*練習問題 1*: 映画「ファーゴ」の紹介文から、この映画の上映時間を答えよ。

サスペンス映画

映画【ファーゴ】おつまみ【海老とさつま芋のアヒージョ】

画像引用:© 1996 ORION PICTURES CORPORATION. All Rights Reserved

この映画はこんな人におススメ!!

●思わぬ展開の映画が好きな人

●恐ろしい中にもユーモアが欲しい人

●強烈なキャラクターが観たい人

●滑稽な人間の姿を堪能したい人

タイトルファーゴ
製作国アメリカ、イギリス
公開日1996年11月9日(日本公開)
上映時間98分
監督ジョエル・コーエン
出演フランシス・マクドーマンド、
ウィリアム・H・メイシー、
スティーヴ・ブシェミ、ピーター・ストーメア

人間の滑稽さを堪能したい時に観る映画

賛否両論、好き嫌いがハッキリと別れる作品だと思います。

そもそもコーエン兄弟の作品は殆どがその類であると言えますが。

*練習問題 2*: 下に並ぶ行のうち、文字列「below」を含む行をすべて選び出せ。大文字と小文字は区別すること。

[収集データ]
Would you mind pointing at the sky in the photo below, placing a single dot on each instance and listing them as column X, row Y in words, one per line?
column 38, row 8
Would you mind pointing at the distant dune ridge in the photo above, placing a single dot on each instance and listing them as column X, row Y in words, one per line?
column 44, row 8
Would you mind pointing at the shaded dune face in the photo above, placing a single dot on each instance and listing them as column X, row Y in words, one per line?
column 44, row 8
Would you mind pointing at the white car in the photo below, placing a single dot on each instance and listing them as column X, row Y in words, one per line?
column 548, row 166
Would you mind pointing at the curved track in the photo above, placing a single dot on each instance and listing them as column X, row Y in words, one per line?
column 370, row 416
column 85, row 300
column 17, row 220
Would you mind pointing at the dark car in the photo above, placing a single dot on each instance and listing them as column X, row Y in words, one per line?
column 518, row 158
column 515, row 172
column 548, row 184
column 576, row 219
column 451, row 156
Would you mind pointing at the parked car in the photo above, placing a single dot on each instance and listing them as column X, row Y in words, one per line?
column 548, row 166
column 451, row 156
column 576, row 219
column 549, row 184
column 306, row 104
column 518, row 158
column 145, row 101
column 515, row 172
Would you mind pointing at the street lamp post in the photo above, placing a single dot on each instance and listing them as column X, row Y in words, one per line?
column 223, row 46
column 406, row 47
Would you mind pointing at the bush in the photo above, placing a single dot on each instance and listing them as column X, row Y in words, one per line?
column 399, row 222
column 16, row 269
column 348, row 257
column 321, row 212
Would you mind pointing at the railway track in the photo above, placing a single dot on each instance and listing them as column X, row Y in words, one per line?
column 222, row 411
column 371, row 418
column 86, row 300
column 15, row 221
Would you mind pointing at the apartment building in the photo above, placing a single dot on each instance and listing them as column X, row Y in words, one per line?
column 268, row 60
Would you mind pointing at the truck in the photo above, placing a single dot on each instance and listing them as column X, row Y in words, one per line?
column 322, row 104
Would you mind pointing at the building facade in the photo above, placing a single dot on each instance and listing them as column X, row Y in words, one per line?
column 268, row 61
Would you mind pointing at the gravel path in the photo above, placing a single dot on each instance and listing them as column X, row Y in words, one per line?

*正解 1*: 98分

*正解 2*:
Would you mind pointing at the sky in the photo below, placing a single dot on each instance and listing them as column X, row Y in words, one per line?
Would you mind pointing at the white car in the photo below, placing a single dot on each instance and listing them as column X, row Y in words, one per line?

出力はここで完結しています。